Выпишите дословно часть приведенной ниже статьи о работе, которая начинается со слов «Пора думать о» и заканчивается словами «родители, педагоги, начальство...».

*ФРАГМЕНТ ДОКУМЕНТА:*
========
Главная страница «Первого сентября»Главная страница журнала «Школьный психолог»Содержание №22/2001

ГИЛЬДИЯ

НАДО ПОДУМАТЬ

Лето...
Пора думать о своей работе.
Это не шутка и не издевка. А когда еще? Для того чтобы понять, что, зачем и как делаешь, нужно посмотреть на все это со стороны: сверху, снизу, сбоку. Большое видится на расстоянии, а близкое, — то, во что погружен целиком, — со стороны. Посмотрите на все в таком состоянии, как сейчас, летом: на даче, в деревне, у реки, в прохладной тени деревьев... В течение года нас неизбежно затягивает суета и спешка. Дети, родители, педагоги, начальство...
Так вот, о работе. О работе как таковой, как части нашей жизни. Какой должна быть работа?
Я позволю себе высказать несколько утверждений. Все они спорны, субъективны и только поэтому имеют право быть высказанными. Каждое из них, в соответствии с классическими канонами психологического тестирования, имеет несколько вариантов ответов: «Согласен», «Не могу согласиться», «Не знаю». И давайте добавим еще один: «Надо подумать».
Итак:

Делать нужно только то,
что умеешь.

Делать нужно только то,
во что веришь.

Делать нужно только тогда,
когда понял, зачем.

Нужно делать, а не добиваться результата.
========
*ЗАПИСИ НАБОРА ДАННЫХ:*
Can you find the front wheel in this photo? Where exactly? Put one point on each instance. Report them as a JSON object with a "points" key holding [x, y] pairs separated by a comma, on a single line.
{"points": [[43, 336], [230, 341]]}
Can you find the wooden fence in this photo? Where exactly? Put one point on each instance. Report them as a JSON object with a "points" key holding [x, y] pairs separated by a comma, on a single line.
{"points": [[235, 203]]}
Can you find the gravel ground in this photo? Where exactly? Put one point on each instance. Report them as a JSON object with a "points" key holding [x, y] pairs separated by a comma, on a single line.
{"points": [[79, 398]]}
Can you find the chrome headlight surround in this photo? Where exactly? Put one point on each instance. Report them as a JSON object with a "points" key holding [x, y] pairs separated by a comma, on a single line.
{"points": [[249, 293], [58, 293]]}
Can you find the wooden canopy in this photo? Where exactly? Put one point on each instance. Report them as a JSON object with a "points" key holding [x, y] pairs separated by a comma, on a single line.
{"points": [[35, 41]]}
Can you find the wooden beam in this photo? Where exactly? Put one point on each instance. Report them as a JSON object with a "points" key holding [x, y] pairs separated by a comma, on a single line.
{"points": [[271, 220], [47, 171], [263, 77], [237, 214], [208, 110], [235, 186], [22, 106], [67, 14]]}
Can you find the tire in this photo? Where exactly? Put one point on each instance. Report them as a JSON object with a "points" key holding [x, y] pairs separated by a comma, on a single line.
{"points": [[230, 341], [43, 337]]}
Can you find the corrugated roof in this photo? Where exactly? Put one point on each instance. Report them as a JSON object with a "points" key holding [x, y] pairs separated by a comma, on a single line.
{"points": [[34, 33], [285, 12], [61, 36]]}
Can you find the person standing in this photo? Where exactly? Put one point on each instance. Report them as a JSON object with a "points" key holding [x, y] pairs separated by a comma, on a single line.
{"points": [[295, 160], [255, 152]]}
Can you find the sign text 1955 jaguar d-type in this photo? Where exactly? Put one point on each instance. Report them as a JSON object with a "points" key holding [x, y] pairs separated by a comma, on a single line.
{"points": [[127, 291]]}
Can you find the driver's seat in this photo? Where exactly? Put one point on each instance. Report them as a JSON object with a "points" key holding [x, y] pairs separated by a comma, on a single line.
========
*ПИСЬМЕННЫЙ ОТВЕТ:*
Пора думать о своей работе.
Это не шутка и не издевка. А когда еще? Для того чтобы понять, что, зачем и как делаешь, нужно посмотреть на все это со стороны: сверху, снизу, сбоку. Большое видится на расстоянии, а близкое, — то, во что погружен целиком, — со стороны. Посмотрите на все в таком состоянии, как сейчас, летом: на даче, в деревне, у реки, в прохладной тени деревьев... В течение года нас неизбежно затягивает суета и спешка. Дети, родители, педагоги, начальство...